→ **WHAT THE TASK REQUIRES**: Print, exactly as given, each line of the data from the line containing "Target: white fuselage" up to and including its last line.

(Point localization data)
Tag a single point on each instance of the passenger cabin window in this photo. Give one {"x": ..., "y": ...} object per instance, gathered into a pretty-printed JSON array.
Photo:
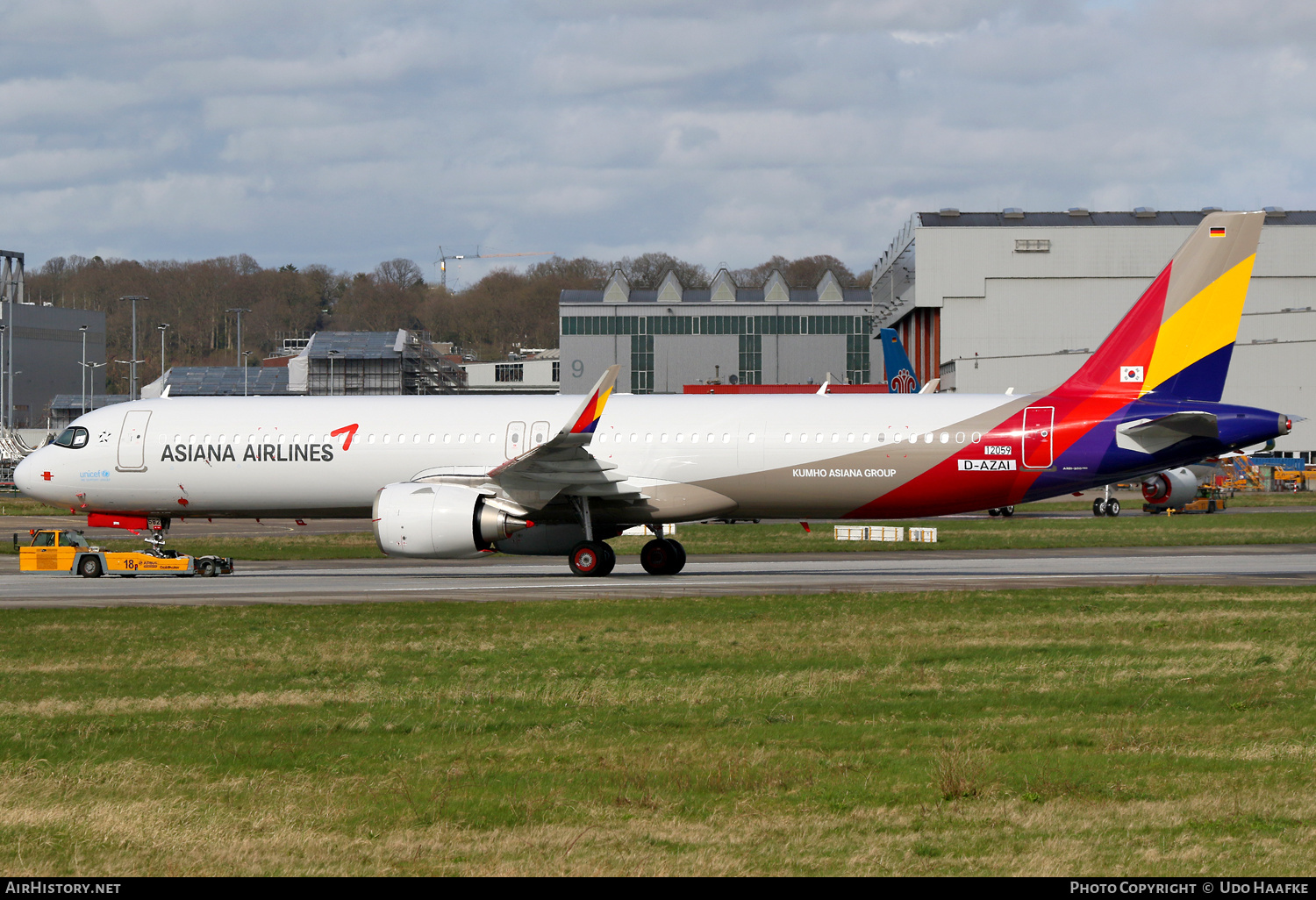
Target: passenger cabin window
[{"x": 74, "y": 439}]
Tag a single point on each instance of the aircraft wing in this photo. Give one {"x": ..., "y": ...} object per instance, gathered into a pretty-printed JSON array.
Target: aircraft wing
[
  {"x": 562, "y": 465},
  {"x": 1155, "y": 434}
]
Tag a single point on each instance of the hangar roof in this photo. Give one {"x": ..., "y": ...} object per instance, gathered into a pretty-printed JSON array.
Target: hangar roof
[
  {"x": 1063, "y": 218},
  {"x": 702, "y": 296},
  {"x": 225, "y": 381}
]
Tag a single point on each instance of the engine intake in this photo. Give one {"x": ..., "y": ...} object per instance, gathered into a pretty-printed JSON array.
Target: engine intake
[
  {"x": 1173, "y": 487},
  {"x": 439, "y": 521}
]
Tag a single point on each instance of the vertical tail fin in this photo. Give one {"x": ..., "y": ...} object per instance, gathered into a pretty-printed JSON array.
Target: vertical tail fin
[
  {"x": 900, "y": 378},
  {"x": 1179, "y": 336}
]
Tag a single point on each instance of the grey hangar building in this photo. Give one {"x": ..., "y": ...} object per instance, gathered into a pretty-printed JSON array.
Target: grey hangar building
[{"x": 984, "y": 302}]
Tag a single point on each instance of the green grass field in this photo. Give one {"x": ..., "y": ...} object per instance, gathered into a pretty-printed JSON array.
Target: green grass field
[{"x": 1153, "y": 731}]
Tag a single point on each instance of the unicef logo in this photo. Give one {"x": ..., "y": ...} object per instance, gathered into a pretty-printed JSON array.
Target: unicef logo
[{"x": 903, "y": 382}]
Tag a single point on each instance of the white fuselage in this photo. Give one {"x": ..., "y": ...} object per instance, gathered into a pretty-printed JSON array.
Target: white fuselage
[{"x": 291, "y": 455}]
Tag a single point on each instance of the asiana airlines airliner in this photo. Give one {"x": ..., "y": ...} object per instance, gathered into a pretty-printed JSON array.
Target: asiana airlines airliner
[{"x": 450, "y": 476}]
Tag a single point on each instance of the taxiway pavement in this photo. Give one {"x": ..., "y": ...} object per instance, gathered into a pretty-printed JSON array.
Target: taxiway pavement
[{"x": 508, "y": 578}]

→ **PROBLEM SOLUTION**:
Target: white fuselage
[{"x": 291, "y": 455}]
Tag a single point on each instance of the asiana airlines airliner in this photo. Give one {"x": ..., "y": ...} object per instance, gathered into a pretty-printed JSON array.
Target: asiana airlines airliner
[{"x": 450, "y": 476}]
Tag a single point on each instance of the taxiway pavement in this photo. Give one {"x": ..., "y": ...} object per instance, gathered into a pretty-printed JSON array.
Target: taxiway pavement
[{"x": 508, "y": 578}]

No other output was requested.